Input rows >>
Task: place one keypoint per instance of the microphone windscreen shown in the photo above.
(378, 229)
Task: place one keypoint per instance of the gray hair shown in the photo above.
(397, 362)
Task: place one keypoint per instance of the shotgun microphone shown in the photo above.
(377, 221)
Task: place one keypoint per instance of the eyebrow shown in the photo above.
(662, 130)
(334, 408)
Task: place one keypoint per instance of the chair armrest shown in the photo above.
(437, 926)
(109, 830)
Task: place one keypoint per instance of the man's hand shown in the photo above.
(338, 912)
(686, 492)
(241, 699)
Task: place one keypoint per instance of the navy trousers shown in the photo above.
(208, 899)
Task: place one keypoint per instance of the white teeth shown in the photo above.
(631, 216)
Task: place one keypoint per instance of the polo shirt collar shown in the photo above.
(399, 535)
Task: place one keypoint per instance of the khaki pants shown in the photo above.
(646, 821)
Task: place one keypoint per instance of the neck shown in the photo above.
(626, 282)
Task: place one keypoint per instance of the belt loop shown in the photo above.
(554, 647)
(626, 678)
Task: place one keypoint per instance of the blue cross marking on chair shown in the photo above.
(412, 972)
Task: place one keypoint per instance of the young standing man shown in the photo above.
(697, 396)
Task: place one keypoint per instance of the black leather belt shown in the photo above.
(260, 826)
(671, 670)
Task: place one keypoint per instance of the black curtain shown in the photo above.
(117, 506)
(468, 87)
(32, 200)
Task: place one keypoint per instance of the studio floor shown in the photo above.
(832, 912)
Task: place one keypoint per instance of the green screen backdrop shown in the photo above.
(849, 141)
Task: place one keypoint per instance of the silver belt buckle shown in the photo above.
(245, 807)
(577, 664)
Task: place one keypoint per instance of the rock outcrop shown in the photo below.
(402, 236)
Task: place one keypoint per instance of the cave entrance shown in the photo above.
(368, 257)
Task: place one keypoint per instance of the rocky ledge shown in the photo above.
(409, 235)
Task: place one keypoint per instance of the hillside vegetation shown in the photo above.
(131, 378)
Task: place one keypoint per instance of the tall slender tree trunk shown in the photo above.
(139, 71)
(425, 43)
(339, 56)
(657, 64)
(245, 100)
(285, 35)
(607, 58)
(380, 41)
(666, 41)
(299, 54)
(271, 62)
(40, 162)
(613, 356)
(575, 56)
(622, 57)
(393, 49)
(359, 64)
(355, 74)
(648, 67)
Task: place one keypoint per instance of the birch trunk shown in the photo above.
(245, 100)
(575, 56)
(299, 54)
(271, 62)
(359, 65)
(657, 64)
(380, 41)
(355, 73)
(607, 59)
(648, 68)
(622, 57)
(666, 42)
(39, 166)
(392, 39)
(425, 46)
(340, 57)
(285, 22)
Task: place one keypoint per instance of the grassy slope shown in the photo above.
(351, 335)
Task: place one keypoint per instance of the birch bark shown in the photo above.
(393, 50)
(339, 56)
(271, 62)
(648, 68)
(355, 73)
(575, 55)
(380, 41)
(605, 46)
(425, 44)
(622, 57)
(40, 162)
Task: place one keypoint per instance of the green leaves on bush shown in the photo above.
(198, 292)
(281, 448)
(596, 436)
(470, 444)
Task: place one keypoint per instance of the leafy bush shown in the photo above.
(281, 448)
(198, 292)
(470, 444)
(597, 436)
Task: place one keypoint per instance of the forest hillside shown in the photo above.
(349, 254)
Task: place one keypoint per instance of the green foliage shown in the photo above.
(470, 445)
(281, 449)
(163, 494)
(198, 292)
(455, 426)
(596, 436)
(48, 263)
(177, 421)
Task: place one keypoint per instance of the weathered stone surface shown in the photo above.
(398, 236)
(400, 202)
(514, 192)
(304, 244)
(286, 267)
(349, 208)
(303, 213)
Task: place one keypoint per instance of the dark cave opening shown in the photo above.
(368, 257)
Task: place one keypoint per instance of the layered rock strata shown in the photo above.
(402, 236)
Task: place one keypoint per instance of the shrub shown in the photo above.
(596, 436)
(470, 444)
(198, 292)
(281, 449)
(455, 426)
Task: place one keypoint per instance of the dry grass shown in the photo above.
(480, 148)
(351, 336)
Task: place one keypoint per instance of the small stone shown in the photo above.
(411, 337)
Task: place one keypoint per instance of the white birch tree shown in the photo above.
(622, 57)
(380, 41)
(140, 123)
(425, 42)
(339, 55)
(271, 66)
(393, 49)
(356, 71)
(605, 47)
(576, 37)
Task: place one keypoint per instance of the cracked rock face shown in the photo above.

What to do >>
Rewrite the material from the line containing "Task: place one keypoint per instance of the dark" up to and including its final line, keeping every line and increasing each keypoint coordinate by 25.

Exercise response >>
Task: place one keypoint per instance of the dark cave opening shown in the photo above.
(393, 282)
Task: place one keypoint per instance of the layered rock strata shown in the photo above.
(427, 261)
Task: place one keypoint per instance of the shrub shown in the photo above.
(621, 461)
(495, 469)
(223, 317)
(306, 474)
(480, 451)
Task: place one keypoint per instance of the dry grass shown in the photo above.
(505, 173)
(376, 361)
Task: place one keypoint per instance of the small stone shown in the photo above.
(436, 362)
Task: place one keypoint per instance of the white birch tree shown in the photo above.
(647, 82)
(405, 66)
(165, 148)
(450, 67)
(364, 80)
(296, 91)
(418, 74)
(381, 96)
(630, 72)
(601, 62)
Task: place one keypoint per instance of the cracked rock face shown in the photo above.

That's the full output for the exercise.